Les polémiques inévitables qui se sont produites depuis longtemps
entre les dogmes d'
Eglise et le progrès des lumières, ont amené
bien des Maçons et des Libres-Penseurs
profanes à méconnaître
la valeur psychologique et morale de certaines hautes et vastes
conceptions que
le clergé a laissé déformer par l'usage qu'il en a fait,
que la routine a rapetissées à sa mesure, et que le public ne comprend
plus guère, en bien ou en mal, que dans l'acceptation restreinte que leur
donne le langage vulgaire.
Parmi ces
conceptions, je veux examiner pour le moment les
trois vertus que le Christianisme a faites siennes, en les qualifiant de «
théologales » et que le
Laïcisme aurait tort de sous-évaluer
parce qu'elles sont profondément et intégralement « humaines
» quand on les envisage au point de
vue de la philosophie et de l'éthique
: car on en met alors en lumière la portée permanente pour la conscience
et la conduite de la vie. L'humanisme ne peut donc pas s'en désintéresser,
parce qu'il repose sur l'intégration synthétique de toutes les formes
de la pensée à travers les âges, dans la mesure où
elles sont assimilables les unes aux autres.
Les sages de la Grèce donnaient à quatre vertus
le nom de «
cardinales » pour en montrer l'importance de premier plan
parmi toutes les autres. C'étaient : la Justice, la Prudence, la Tempérance
et la
Force d'
âme, courage moral, énergie personnelle, fortitudo.
Je rappelle que la prudence et la tempérance avaient alors un sens beaucoup
plus élevé et plus large que de nos
jours.

> [JEU DE DONNÉES]:
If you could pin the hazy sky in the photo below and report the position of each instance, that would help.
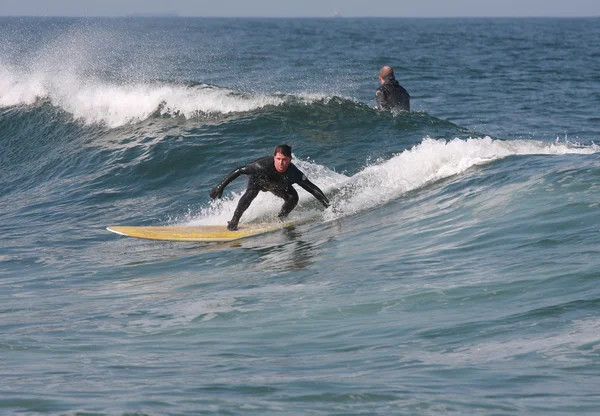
(302, 8)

> [CONSIGNE A]: Pour chacune des affirmations suivantes, dites si elle concorde avec le texte sur les vertus théologales. Répondez par oui ou par non et citez textuellement les mots décisifs de ce texte. (i) Les sages de la Grèce appelaient « cardinales » quatre vertus. (ii) La prudence et la tempérance avaient autrefois un sens plus étroit qu'aujourd'hui. (iii) Le texte juge que le Laïcisme a raison de sous-évaluer les trois vertus théologales.
> [CONSIGNE B]: Poursuivez le texte sur les vertus théologales à partir de sa dernière phrase.

> [RÉPONSE ATTENDUE A]:
(i) Oui : « Les sages de la Grèce donnaient à quatre vertus le nom de « cardinales » ».
(ii) Non : « la prudence et la tempérance avaient alors un sens beaucoup plus élevé et plus large que de nos jours ».
(iii) Non : « le Laïcisme aurait tort de sous-évaluer ».

> [RÉPONSE ATTENDUE B]:
Le Christianisme fit entrer en ligne, dans son diapason,
la Foi, l'Espérance et la
Charité caritas,
amour.
Que par la suite le dogmatisme de l'
Eglise et la faiblesse
humaine en aient réduit les
dimensions idéales et altéré
la pureté, c'est possible. La foule, des clercs et des
laïques, les
a ramenées à sa taille, mais il convient de les voir dans leur véritable
stature, et c'est ce que nous allons essayer de faire.
La « foi » n'a pas toujours été
l'acceptation aveugle de formules dogmatiques imposées à la raison.
Ce n'en serait d'ailleurs qu'une interprétation particulière. Mais
l'idée fondamentale en est plus large : on la trouve explicitement indiquée
par certains pères de la primitive
Eglise, qui regardaient les questions
sous un
jour beaucoup plus compréhensif que celui de leurs successeurs,
et même des
théologiens modernes.
La « foi »
fides, c'est, disaient-ils, la confiance dans
quelque chose qu'on ne voit pas, ou qui n'est pas démontré, et que
l'on tient quand même pour certain. Cette certitude d'une réalité
ou d'une vérité, prise psychologiquement, ne se limite donc pas
au « credo » ou au « catéchisme » : c'est une démarche
de la conscience qui, dans bien des cas, s'impose à tous les hommes, croyants
ou libres-penseurs, sous peine de tomber dans le scepticisme et dans l'inaction.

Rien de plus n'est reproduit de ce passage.